[Bounding box annotation entries]

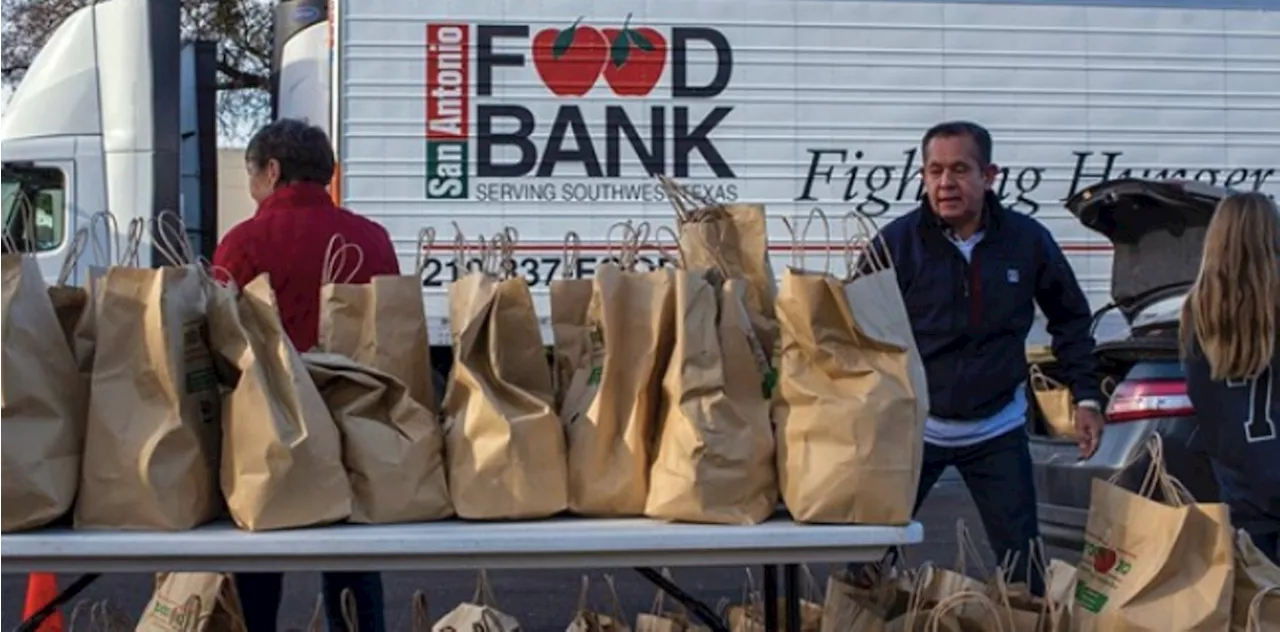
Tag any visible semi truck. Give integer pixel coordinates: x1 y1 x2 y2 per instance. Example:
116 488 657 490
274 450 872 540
0 0 1280 347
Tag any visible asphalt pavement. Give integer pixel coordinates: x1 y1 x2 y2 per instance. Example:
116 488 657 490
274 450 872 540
0 477 1076 632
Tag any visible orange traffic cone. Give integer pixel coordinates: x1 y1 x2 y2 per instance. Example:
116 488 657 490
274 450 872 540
22 573 63 632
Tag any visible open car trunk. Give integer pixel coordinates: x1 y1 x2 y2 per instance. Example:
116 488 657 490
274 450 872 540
1066 178 1230 324
1028 179 1230 434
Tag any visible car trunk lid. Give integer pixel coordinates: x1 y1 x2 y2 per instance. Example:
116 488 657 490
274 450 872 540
1066 178 1230 322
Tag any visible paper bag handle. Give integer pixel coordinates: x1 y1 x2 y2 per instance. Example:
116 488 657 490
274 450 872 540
152 211 196 267
841 211 893 279
338 589 360 632
88 211 120 267
119 217 147 267
956 518 991 581
413 226 435 279
320 233 365 285
1244 586 1280 632
604 220 635 267
58 228 88 287
782 206 833 273
561 230 582 280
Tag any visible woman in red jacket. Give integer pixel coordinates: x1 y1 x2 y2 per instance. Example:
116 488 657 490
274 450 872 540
214 119 399 632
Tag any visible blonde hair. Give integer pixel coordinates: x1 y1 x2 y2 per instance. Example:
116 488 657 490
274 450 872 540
1181 193 1280 380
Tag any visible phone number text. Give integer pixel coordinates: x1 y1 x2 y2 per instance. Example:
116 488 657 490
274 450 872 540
422 255 675 288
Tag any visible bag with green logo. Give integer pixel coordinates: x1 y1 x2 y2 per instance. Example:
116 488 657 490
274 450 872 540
548 232 595 411
1071 435 1234 632
561 224 675 517
645 227 778 525
774 209 929 525
76 214 223 531
134 573 247 632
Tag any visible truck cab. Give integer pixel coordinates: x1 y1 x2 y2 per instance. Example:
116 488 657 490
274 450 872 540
0 0 215 284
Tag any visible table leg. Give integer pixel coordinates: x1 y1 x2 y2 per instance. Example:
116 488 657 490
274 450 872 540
636 568 730 632
764 564 778 632
14 573 102 632
782 564 800 632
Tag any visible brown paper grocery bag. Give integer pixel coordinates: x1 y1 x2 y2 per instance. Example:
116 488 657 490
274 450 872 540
1231 531 1280 632
820 572 897 632
0 249 84 533
67 599 134 632
320 228 436 411
983 540 1075 632
635 568 709 632
561 220 675 517
444 232 568 519
564 574 631 632
67 211 147 386
1030 366 1075 439
727 568 823 632
645 227 778 525
209 275 352 531
410 590 431 632
76 215 223 531
1071 435 1234 632
919 518 993 609
659 177 778 354
136 573 247 632
924 591 1009 632
431 571 520 632
548 232 595 411
302 353 453 525
774 211 928 525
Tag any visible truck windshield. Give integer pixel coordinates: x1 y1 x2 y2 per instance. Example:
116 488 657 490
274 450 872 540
0 165 67 252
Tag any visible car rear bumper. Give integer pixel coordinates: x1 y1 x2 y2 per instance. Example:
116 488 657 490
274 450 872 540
1030 417 1217 546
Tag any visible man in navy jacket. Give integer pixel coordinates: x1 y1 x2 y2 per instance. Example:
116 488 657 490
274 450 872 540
881 122 1103 592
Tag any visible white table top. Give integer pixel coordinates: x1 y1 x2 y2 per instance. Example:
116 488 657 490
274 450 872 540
0 518 924 573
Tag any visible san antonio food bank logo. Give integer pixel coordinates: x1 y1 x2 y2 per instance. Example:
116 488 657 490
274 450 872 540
534 14 667 96
426 15 736 200
1075 537 1134 614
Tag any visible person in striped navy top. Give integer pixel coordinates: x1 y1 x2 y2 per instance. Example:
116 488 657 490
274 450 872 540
1181 193 1280 563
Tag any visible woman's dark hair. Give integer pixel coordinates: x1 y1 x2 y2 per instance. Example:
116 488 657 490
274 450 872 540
244 119 334 186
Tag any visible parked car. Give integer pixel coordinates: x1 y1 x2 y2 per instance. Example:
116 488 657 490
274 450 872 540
1029 179 1229 548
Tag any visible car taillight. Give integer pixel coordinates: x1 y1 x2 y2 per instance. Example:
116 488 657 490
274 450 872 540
1107 380 1196 423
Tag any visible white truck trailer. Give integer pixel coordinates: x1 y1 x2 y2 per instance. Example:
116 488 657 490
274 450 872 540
0 0 1280 345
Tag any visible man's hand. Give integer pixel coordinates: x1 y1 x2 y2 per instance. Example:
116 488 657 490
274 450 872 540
1075 406 1106 461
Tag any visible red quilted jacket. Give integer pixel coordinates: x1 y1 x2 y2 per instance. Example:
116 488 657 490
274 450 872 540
214 184 399 351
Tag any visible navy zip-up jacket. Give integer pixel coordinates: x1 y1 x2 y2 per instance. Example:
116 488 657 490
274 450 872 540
1183 324 1280 533
881 191 1101 421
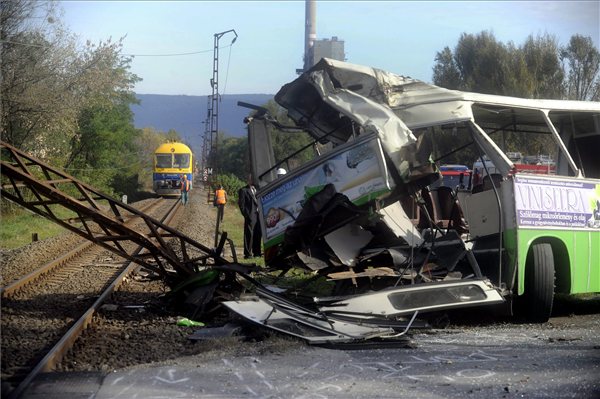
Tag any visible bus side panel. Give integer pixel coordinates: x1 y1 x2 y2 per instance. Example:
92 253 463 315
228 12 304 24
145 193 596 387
518 229 600 294
577 231 600 292
514 174 600 294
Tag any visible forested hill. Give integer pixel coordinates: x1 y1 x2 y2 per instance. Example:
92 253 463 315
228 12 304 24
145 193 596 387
131 94 273 144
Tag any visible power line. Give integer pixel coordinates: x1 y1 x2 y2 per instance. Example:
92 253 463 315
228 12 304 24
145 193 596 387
0 40 231 57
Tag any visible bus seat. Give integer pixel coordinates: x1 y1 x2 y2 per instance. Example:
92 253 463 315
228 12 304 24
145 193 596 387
483 173 503 191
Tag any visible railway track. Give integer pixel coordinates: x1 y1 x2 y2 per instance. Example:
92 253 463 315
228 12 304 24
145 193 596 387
2 200 180 398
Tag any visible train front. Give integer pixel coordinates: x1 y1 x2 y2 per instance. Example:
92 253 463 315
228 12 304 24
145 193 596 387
152 142 193 196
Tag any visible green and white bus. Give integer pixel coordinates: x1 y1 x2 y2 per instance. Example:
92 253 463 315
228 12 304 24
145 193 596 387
248 59 600 322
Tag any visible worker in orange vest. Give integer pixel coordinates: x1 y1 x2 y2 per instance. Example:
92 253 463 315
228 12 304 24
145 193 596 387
213 184 227 223
179 175 190 205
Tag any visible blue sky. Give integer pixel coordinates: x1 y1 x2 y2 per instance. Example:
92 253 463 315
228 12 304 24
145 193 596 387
60 0 600 95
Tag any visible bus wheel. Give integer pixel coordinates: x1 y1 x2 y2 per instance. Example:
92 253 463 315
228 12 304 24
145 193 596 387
521 243 554 323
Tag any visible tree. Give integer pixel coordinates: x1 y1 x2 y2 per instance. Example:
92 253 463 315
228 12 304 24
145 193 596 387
521 34 565 99
433 47 463 90
433 31 564 98
65 96 143 195
0 0 139 166
560 35 600 101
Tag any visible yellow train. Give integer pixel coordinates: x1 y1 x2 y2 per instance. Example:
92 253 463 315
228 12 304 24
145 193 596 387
152 142 194 196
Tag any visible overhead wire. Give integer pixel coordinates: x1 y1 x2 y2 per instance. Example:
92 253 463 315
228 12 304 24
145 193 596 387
0 40 231 57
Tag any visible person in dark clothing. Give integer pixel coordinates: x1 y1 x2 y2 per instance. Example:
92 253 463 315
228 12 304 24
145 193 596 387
238 178 262 259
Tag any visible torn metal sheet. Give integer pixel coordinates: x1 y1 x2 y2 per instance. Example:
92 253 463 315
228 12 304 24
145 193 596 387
315 280 504 317
325 223 373 266
223 296 416 344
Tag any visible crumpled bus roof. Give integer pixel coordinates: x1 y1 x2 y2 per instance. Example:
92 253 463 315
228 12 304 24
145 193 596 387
275 58 600 142
275 58 600 182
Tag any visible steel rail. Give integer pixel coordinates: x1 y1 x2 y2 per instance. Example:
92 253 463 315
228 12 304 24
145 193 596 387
0 142 230 287
8 201 181 399
0 198 163 298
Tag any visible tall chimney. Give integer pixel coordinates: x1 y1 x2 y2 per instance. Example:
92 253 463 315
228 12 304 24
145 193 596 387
304 0 317 71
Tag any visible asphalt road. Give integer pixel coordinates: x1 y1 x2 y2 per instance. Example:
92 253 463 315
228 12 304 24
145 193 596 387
25 297 600 399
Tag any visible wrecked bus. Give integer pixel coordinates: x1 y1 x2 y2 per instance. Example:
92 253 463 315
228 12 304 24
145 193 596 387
230 59 600 344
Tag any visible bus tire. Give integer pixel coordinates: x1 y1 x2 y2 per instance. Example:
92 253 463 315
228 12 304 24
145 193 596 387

*WHAT IS EXPECTED*. Format the lines of the listing from the line containing "Tag any visible railway" through the line containing "248 59 600 322" as a JSON list of strings, one string per line, leaving out any blank lines.

*SOLUTION*.
[
  "Tag any visible railway track. Give integer pixel coordinates: x1 y1 x2 y2 per instance. Example:",
  "92 253 463 315",
  "228 12 304 24",
  "145 193 596 387",
  "2 200 180 398",
  "Tag any visible train front. Give integer pixel coordinates: x1 y1 x2 y2 per instance. Example:",
  "92 253 463 315",
  "228 12 304 24",
  "145 193 596 387",
  "152 142 193 196",
  "Tag any visible green and white bus. Give integer pixel coordinates: x1 y1 x2 y2 per instance. Example:",
  "92 253 463 315",
  "228 12 304 24",
  "145 193 596 387",
  "248 59 600 322"
]